RECORDS PROVIDED: Begin
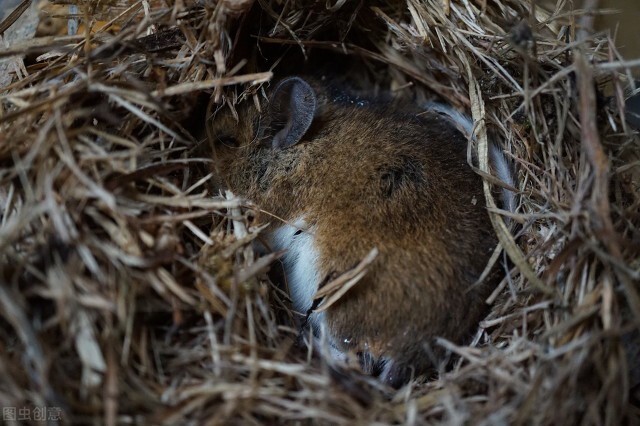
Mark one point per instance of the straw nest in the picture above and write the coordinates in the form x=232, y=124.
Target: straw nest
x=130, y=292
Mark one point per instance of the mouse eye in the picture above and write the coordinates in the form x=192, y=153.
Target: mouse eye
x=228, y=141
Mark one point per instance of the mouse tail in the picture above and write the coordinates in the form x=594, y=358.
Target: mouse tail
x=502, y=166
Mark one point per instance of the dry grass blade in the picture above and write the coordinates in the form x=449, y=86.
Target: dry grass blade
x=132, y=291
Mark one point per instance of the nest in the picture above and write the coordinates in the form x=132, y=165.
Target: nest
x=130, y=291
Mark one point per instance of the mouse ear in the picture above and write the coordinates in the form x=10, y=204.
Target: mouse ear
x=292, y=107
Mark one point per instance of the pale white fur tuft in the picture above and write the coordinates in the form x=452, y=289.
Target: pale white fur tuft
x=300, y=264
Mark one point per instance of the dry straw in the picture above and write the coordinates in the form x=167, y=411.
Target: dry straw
RECORDS PROVIDED: End
RECORDS PROVIDED: Begin
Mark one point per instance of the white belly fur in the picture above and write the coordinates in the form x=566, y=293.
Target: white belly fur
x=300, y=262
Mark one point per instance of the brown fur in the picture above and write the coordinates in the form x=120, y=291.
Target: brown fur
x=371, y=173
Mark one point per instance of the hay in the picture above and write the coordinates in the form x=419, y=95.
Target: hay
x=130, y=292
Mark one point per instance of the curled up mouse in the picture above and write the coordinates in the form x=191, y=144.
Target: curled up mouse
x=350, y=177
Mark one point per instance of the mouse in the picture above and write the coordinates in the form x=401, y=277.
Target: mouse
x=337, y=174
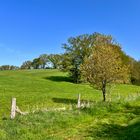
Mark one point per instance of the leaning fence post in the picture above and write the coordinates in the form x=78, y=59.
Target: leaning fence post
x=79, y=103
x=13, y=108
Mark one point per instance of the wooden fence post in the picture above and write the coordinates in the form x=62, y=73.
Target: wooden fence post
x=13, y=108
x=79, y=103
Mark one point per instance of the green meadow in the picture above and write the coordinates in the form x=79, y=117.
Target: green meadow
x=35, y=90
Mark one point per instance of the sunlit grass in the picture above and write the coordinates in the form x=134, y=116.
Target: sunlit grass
RECORDS PROVIDED: End
*WHAT THE TASK REQUIRES*. Copy every line of the listing containing the string "sunlit".

*SOLUTION TO THE EXERCISE*.
Mark one point per instance of the sunlit grass in the picture above and write the coordinates in the form x=134, y=116.
Target: sunlit grass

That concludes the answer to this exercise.